Exercise prompt:
Report back each line of the data that contains the word "house".

Records excerpted from a collection
----------
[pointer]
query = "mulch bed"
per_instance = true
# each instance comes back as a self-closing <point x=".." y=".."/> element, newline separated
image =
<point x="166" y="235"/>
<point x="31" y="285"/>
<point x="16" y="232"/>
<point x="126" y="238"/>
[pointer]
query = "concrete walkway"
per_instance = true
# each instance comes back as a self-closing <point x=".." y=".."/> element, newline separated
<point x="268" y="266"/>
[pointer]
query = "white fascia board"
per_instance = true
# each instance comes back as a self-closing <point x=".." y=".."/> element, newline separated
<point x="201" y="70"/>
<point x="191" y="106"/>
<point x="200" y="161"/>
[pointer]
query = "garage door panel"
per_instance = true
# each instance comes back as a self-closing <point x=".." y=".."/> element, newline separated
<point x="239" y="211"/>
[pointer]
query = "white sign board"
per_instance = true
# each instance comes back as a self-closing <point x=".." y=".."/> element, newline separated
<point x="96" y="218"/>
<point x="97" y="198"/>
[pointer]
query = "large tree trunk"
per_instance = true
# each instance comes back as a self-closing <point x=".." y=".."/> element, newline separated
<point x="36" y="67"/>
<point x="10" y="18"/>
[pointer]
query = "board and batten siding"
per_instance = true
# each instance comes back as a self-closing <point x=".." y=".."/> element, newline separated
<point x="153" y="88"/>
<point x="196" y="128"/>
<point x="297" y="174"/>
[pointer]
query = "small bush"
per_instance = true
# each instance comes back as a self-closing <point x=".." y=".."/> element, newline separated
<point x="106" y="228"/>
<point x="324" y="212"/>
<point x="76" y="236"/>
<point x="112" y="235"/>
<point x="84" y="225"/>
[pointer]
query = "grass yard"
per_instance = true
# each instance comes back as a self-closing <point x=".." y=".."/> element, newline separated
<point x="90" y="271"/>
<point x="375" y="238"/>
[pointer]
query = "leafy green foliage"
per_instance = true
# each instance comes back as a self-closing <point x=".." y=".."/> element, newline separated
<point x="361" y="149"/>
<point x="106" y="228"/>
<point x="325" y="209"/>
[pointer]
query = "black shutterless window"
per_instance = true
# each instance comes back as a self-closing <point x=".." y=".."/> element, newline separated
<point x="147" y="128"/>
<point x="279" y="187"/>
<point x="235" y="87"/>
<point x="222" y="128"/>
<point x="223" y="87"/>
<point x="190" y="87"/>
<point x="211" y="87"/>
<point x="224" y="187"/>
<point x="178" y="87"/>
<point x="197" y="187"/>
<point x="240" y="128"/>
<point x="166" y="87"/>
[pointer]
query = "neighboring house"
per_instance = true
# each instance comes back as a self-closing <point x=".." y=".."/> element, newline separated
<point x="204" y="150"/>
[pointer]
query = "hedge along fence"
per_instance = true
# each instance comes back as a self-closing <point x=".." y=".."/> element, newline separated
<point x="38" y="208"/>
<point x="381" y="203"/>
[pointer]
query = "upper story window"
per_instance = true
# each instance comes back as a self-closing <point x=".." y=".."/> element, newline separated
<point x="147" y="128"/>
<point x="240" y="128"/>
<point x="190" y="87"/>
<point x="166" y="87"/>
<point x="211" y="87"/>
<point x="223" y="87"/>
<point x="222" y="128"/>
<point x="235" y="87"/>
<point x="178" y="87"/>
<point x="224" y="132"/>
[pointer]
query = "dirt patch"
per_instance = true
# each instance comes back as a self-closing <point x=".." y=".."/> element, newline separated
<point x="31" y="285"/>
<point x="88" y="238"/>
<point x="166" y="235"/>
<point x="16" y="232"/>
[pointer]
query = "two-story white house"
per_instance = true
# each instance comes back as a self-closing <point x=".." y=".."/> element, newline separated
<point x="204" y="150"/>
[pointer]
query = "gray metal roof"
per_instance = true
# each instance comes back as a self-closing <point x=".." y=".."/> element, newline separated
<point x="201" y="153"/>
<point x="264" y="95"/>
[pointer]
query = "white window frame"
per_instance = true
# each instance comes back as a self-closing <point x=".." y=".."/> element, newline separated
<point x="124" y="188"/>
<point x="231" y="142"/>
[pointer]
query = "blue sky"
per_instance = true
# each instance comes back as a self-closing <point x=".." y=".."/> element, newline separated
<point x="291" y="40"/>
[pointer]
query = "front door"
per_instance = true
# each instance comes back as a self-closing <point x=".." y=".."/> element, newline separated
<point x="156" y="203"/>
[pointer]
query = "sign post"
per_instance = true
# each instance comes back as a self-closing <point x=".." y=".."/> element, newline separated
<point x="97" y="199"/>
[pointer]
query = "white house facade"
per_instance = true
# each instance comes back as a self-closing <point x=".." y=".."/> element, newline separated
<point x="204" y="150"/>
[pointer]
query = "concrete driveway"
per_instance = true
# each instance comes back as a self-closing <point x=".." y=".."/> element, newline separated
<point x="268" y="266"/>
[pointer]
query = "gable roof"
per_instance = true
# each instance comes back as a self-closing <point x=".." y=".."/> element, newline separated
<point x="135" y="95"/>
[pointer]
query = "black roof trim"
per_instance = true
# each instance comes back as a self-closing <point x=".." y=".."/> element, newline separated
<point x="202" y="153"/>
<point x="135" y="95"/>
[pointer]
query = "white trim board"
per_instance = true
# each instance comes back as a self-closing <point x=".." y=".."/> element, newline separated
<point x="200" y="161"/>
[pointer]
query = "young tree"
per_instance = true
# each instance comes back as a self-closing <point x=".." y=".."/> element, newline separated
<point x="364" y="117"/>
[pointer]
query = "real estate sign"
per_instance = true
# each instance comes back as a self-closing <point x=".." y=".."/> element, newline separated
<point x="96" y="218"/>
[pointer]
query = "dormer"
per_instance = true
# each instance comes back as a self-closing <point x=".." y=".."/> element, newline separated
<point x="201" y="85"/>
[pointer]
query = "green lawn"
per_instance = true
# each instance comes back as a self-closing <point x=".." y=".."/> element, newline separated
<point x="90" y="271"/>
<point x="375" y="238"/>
----------
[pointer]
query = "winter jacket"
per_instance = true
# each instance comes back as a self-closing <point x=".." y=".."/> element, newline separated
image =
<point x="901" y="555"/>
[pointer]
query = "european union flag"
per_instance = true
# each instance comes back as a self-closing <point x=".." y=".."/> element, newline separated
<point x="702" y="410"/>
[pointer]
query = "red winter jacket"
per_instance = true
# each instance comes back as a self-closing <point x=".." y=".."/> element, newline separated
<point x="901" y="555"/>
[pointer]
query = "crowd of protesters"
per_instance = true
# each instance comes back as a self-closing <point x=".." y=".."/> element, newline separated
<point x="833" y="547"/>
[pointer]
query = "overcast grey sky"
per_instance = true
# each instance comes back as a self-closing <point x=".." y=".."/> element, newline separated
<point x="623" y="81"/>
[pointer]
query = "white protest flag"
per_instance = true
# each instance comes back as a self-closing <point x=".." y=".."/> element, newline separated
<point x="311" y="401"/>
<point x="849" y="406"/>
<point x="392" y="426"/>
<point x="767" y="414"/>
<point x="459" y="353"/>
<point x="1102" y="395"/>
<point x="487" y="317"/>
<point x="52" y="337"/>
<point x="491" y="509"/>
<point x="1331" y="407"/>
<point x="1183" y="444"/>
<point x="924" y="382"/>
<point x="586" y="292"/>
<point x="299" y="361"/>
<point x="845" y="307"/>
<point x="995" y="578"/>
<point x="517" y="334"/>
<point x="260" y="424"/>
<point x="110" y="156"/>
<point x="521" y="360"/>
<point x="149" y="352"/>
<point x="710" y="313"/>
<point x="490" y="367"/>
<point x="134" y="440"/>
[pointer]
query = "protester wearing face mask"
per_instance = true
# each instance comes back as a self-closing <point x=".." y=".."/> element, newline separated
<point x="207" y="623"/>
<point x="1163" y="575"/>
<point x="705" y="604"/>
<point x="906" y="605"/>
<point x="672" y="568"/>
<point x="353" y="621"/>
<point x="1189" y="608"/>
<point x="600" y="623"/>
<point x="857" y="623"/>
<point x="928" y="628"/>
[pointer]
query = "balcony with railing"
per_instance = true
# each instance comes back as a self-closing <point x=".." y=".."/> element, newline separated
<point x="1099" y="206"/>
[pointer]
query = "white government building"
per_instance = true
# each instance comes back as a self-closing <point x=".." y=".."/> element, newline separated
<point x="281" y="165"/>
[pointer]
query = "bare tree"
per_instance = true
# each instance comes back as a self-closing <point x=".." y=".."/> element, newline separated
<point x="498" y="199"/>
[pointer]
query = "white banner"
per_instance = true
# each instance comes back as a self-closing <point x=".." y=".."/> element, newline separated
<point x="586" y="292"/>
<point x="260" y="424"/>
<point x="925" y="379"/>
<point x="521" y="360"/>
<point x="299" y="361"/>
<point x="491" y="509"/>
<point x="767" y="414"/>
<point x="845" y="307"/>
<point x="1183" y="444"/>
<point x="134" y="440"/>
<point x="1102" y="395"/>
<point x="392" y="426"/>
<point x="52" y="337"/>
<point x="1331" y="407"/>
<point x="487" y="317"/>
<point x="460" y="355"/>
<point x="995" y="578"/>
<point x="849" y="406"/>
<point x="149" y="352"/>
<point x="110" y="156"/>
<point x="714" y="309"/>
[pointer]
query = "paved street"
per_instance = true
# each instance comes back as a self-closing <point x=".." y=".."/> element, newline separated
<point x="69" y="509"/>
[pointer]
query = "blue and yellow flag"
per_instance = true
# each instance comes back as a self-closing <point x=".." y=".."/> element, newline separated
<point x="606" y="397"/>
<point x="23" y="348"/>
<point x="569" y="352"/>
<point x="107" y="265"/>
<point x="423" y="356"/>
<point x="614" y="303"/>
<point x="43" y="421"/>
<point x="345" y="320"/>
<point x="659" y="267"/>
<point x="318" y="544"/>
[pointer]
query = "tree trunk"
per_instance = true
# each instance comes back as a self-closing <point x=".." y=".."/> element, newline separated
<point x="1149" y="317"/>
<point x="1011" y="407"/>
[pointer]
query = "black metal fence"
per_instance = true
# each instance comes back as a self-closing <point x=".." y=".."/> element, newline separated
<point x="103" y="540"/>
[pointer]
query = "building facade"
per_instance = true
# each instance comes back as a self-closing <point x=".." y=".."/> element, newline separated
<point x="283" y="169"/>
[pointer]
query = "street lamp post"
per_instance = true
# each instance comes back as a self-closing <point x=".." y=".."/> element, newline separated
----------
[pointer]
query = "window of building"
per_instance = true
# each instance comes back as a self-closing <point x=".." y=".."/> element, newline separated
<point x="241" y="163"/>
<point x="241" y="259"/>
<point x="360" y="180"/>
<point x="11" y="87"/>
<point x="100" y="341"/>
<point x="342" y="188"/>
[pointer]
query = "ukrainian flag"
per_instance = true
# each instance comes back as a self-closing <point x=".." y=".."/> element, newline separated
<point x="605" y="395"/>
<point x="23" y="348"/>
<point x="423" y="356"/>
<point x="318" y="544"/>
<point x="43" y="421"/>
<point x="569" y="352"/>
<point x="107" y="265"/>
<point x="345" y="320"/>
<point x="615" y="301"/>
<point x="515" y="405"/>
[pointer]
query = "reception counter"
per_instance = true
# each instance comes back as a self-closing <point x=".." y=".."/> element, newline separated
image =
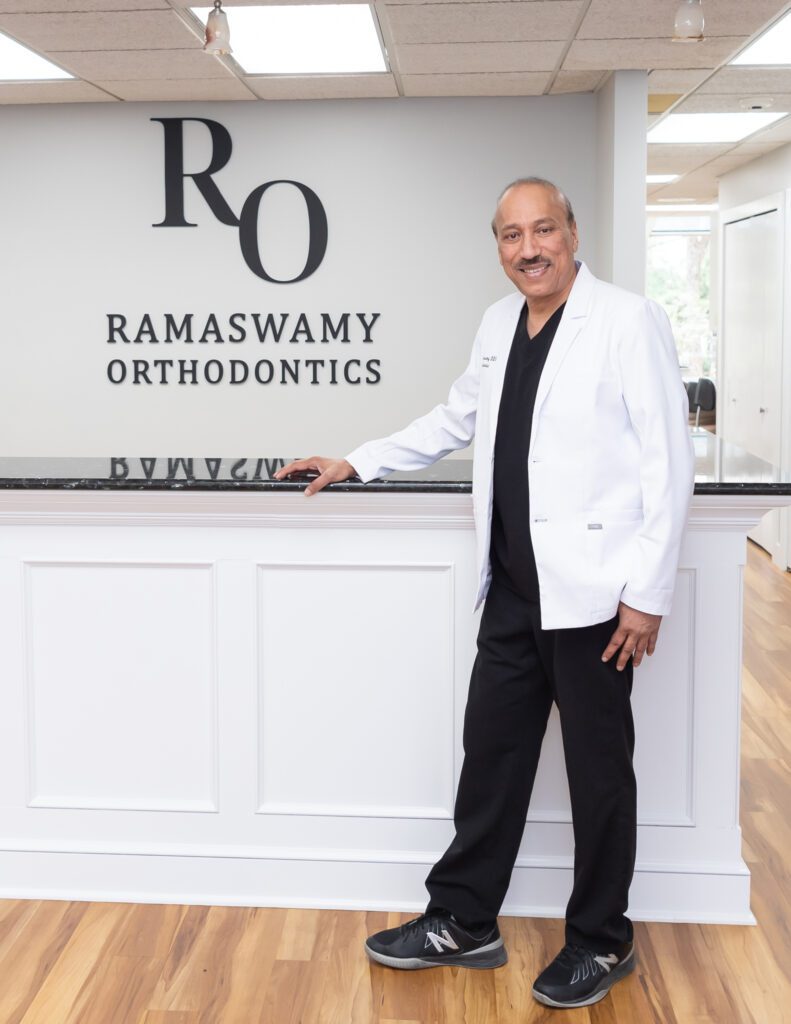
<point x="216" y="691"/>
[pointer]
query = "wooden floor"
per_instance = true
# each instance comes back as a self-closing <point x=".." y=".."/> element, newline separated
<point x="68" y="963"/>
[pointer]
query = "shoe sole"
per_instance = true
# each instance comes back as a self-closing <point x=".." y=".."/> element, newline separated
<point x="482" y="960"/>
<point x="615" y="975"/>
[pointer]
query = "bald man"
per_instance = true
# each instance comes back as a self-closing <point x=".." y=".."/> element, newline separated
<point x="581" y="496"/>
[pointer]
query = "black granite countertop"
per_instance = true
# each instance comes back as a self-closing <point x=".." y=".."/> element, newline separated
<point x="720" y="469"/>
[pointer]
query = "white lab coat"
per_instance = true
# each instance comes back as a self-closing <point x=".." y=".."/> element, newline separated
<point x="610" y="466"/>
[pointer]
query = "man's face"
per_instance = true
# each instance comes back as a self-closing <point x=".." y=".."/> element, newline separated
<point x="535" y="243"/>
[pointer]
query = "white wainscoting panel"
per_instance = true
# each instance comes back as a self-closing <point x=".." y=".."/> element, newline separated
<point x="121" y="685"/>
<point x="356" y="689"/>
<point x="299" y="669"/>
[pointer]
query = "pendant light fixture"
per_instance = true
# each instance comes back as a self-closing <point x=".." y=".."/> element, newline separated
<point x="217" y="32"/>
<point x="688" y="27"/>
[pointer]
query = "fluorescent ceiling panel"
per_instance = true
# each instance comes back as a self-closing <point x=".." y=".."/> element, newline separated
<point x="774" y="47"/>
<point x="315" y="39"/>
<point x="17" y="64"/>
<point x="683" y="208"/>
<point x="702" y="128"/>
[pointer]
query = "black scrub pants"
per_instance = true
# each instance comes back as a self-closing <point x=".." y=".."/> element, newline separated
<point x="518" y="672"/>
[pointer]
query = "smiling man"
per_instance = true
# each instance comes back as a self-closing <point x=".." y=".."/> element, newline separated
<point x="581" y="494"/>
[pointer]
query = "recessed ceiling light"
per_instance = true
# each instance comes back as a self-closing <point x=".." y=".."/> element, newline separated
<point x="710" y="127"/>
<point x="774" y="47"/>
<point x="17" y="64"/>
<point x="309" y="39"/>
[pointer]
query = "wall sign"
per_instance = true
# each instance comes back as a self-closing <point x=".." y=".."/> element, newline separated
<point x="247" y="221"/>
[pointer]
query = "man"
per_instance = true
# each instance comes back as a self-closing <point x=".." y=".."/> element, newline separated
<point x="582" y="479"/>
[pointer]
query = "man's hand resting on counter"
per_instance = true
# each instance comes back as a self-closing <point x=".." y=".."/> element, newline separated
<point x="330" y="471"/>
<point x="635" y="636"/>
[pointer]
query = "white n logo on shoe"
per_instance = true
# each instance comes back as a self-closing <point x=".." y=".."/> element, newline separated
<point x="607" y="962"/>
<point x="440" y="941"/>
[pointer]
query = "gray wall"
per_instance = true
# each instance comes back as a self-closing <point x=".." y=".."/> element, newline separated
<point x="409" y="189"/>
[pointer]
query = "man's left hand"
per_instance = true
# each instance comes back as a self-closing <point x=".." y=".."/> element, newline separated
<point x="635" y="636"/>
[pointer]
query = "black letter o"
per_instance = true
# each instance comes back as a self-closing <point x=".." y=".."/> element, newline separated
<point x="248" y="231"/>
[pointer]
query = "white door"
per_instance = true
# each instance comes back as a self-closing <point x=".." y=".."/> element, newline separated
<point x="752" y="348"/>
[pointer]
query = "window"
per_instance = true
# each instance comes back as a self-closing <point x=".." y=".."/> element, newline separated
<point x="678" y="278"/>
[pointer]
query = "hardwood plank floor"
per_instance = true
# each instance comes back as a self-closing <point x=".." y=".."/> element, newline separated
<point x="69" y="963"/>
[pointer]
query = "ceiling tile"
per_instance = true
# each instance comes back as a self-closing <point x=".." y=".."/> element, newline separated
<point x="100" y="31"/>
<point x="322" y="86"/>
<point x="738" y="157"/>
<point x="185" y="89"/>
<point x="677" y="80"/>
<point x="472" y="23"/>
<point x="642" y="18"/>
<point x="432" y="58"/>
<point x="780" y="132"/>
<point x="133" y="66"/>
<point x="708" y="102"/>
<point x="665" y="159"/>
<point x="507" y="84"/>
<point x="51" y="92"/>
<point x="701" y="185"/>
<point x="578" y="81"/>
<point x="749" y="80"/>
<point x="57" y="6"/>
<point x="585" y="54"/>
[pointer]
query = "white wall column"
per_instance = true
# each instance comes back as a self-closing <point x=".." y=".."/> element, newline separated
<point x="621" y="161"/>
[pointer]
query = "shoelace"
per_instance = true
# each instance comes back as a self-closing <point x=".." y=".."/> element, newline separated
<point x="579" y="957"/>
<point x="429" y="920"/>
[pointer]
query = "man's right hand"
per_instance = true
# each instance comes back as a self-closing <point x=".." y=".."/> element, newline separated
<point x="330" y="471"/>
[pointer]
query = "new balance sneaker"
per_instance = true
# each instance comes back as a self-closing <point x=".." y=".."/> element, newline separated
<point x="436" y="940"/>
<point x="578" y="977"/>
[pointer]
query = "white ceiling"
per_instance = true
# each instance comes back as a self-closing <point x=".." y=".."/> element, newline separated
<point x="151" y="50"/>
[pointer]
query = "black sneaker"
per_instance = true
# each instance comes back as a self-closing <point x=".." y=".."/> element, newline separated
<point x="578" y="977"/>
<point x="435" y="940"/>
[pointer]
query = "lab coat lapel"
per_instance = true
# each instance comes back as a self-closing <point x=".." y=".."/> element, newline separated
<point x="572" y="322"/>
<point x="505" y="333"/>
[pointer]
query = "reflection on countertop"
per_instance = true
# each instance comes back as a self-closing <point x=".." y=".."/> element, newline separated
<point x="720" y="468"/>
----------
Your solution:
query = "neighboring house"
query = "two-story white house"
query = "white house facade"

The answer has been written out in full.